Problem to solve → Could you repeat, word for word, the part of the material below that opens with the line containing "It would be great if you could detect the wooden" and runs through the end of the material?

Task input →

## start

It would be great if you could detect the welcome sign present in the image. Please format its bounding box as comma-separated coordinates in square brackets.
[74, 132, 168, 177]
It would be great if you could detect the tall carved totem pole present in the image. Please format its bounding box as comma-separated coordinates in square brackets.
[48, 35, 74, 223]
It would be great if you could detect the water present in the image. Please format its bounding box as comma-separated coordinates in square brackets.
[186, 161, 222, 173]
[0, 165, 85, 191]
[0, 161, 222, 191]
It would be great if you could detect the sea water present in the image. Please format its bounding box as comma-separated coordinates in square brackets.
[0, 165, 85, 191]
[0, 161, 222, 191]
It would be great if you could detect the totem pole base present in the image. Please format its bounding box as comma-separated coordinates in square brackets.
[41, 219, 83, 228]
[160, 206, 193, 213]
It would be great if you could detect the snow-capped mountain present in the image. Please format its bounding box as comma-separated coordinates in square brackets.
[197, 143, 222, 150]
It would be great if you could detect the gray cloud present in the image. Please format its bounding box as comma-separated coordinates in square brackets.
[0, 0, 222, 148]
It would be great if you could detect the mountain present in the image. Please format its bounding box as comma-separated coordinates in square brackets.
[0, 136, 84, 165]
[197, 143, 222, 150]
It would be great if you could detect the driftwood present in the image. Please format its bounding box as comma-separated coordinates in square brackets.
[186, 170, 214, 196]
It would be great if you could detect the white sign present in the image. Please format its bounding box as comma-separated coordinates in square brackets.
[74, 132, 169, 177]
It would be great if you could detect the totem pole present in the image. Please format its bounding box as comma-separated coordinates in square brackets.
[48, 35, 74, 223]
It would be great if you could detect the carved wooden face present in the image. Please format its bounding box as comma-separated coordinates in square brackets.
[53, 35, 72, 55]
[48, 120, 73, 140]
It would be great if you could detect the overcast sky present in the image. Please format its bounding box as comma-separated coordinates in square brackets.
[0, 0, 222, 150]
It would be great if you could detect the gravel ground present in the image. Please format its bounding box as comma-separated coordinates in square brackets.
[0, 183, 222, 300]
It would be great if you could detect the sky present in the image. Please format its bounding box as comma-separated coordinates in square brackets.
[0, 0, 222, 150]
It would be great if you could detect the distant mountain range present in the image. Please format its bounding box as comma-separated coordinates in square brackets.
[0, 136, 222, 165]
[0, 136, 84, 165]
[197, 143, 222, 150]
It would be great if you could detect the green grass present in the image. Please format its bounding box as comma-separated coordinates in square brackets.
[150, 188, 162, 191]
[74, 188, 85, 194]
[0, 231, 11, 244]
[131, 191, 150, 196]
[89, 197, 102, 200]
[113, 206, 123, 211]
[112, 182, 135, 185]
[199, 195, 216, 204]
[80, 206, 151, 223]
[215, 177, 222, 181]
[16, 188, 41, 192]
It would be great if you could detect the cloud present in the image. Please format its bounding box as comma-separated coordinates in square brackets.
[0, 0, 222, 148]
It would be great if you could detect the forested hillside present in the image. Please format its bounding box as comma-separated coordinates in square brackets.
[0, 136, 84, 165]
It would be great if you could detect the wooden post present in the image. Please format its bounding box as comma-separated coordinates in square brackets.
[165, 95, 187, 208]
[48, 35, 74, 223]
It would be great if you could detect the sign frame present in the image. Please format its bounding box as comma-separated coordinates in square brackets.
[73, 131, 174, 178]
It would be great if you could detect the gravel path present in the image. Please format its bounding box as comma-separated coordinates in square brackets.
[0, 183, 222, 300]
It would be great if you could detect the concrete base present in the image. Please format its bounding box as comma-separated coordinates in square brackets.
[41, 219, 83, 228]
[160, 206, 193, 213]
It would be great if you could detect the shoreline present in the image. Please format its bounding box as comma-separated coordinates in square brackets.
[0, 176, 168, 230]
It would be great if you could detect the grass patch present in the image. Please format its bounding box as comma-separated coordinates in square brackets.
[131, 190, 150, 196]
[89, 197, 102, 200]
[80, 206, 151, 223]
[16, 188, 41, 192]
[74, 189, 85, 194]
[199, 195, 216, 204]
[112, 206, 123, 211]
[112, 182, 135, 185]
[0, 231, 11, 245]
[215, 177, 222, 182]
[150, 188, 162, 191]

## end

Answer →
It would be great if you could detect the wooden post present in the image. Please format its bounding box as comma-separated coordinates in square brackets.
[165, 95, 187, 208]
[48, 35, 74, 223]
It would be great if you could detect the sign frame present in the image. Please format its bounding box as comma-separated coordinates in square brackets.
[73, 131, 174, 178]
It would be great if you could detect the gravel path present in the image. Please format its bounding box as comma-separated coordinates in square brackets.
[0, 183, 222, 300]
It would be great if you could detect the concrete base present in the image. Please format its bounding box as comma-separated coordinates in square brackets.
[41, 219, 83, 228]
[160, 206, 193, 213]
It would be great if you could detect the shoreline present in the image. Please format its bounding box as comma-separated coordinates in square brackets.
[0, 176, 168, 230]
It would be great if you could detect the grass patch present in the image. Please format its bounding box as comma-separated coordinates in square brackets.
[131, 190, 150, 196]
[89, 197, 102, 200]
[80, 206, 151, 223]
[16, 188, 41, 192]
[74, 189, 85, 194]
[199, 195, 216, 204]
[112, 206, 123, 211]
[112, 182, 135, 185]
[0, 231, 11, 245]
[215, 177, 222, 182]
[150, 188, 162, 191]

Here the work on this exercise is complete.